** ASSIGNMENT **
Read through the lines below for the string "white" and copy each one that has it.

** RECORDED INFORMATION **
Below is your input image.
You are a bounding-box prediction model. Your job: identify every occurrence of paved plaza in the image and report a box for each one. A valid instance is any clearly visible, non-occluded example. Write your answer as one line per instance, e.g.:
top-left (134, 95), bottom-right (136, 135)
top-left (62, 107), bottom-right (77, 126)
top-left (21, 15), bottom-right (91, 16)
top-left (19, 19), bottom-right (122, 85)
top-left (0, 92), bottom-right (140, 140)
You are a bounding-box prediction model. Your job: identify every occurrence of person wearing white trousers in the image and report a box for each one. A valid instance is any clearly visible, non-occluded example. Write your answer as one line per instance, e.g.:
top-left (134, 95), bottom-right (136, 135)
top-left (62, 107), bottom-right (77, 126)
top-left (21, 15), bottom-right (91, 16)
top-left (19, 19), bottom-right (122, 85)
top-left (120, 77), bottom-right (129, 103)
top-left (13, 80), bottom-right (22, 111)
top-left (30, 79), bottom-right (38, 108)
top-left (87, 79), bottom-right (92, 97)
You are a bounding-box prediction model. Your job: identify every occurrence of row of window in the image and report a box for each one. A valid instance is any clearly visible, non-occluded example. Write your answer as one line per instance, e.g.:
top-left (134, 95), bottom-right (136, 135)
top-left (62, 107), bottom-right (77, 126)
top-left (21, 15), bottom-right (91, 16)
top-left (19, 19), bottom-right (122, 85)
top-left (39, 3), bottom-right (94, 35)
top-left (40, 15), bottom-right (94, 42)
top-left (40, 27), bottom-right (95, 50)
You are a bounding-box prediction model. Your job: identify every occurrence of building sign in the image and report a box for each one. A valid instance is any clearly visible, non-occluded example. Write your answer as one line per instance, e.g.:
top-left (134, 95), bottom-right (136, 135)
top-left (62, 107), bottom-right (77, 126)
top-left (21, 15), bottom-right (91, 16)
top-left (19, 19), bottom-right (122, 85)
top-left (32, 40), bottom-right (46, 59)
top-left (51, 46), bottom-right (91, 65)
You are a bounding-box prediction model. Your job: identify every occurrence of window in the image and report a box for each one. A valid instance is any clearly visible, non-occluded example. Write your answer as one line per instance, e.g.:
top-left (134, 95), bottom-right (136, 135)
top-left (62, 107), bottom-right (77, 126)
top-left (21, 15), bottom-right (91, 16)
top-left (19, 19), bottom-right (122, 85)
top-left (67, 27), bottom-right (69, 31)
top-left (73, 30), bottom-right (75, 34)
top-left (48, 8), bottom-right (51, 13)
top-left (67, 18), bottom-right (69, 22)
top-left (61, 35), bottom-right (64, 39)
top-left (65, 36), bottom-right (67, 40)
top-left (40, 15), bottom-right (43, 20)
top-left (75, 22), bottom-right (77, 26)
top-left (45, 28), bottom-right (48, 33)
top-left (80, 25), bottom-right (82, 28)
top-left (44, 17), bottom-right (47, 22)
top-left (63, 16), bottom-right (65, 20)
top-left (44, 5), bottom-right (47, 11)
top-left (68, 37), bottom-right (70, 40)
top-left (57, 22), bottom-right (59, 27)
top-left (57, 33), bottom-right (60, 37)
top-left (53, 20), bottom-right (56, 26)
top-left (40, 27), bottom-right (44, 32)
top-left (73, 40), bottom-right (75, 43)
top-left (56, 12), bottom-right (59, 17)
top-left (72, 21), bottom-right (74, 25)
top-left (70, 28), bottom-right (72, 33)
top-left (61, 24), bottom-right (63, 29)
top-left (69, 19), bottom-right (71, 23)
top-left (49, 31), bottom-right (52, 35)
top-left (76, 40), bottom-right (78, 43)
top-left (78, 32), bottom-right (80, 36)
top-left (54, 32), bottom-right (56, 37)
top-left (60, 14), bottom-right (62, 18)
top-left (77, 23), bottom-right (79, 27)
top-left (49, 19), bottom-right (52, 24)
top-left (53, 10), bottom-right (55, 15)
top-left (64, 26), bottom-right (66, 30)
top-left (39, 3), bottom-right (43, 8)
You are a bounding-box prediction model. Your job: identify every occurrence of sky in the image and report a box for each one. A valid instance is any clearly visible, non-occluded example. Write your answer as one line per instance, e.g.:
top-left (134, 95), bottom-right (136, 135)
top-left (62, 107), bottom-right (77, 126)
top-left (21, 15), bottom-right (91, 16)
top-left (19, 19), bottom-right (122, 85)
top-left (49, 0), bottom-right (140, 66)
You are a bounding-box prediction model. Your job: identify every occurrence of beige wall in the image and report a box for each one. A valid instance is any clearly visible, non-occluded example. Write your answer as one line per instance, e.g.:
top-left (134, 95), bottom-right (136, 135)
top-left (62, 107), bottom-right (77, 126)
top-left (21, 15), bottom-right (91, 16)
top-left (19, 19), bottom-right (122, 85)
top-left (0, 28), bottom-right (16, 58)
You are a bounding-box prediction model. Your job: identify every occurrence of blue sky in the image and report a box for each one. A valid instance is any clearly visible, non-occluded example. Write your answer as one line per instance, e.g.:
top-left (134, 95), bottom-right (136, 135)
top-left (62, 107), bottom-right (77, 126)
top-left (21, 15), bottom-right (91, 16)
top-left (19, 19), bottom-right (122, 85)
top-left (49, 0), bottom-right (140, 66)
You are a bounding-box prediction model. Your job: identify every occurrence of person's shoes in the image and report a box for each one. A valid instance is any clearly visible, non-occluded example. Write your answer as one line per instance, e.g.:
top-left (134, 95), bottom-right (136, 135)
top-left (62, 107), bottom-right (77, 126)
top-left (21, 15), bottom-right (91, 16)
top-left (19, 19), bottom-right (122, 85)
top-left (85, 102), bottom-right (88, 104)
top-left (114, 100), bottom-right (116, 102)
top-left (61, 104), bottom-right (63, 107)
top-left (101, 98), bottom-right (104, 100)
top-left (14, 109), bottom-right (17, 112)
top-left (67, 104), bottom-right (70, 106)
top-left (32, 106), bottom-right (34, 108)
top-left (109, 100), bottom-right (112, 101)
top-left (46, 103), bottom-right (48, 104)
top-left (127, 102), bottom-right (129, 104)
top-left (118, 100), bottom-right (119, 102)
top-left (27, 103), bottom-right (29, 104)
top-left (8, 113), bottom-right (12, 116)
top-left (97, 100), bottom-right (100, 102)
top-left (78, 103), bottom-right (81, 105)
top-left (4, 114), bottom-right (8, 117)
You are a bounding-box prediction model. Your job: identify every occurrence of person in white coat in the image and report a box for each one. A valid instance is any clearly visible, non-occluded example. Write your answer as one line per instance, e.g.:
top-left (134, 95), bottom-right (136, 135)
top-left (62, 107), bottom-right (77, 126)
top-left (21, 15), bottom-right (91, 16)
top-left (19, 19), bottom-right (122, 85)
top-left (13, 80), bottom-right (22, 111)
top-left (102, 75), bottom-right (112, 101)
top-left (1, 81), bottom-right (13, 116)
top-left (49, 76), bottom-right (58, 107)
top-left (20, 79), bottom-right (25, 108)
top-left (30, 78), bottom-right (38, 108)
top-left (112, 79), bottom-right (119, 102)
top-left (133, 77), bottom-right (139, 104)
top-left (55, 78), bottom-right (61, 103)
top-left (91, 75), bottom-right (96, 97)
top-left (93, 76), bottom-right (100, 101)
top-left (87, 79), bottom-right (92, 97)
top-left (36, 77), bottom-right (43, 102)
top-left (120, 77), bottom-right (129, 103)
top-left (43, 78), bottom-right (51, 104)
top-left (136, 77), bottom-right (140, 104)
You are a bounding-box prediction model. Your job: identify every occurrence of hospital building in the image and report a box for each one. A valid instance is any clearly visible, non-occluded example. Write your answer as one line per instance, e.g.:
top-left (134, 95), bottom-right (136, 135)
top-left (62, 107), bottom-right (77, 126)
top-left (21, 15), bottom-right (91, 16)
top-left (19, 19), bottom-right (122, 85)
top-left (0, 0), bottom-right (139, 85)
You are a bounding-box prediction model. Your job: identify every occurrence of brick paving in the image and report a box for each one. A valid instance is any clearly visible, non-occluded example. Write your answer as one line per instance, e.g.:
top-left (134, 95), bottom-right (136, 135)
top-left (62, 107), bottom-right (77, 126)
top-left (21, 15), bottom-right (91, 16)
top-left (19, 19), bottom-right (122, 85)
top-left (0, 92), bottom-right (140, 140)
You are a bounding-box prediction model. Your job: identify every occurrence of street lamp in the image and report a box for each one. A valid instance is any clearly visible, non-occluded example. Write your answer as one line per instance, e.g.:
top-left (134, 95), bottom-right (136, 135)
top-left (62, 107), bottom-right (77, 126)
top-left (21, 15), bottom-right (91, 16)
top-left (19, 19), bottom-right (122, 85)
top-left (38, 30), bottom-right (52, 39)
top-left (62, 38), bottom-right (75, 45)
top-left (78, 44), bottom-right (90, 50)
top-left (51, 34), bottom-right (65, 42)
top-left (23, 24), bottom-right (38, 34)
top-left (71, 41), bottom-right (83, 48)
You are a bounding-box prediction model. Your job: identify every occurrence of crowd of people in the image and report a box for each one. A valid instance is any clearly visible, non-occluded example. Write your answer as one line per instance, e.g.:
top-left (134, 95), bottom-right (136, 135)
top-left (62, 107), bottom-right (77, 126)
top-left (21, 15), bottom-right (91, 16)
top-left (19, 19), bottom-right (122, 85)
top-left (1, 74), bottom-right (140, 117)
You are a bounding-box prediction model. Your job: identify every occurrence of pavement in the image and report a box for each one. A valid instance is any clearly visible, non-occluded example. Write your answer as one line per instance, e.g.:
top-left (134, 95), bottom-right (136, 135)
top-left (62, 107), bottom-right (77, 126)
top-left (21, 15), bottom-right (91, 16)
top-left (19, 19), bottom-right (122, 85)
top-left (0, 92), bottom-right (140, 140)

** RESPONSE TO THE EXERCISE **
You are a bounding-box prediction model. Your job: identify every occurrence of person wearing white trousers in the image and report a box for each one. A valid instance is any clearly visible, non-occluded example. Write your answer as one line per instance, e.g.:
You are a bounding-box prediction model. Your job: identify every occurrence of person in white coat in the image and report a box for each one. A valid instance is any clearly visible, non-occluded example. Write your answer as one line per instance, e.g.:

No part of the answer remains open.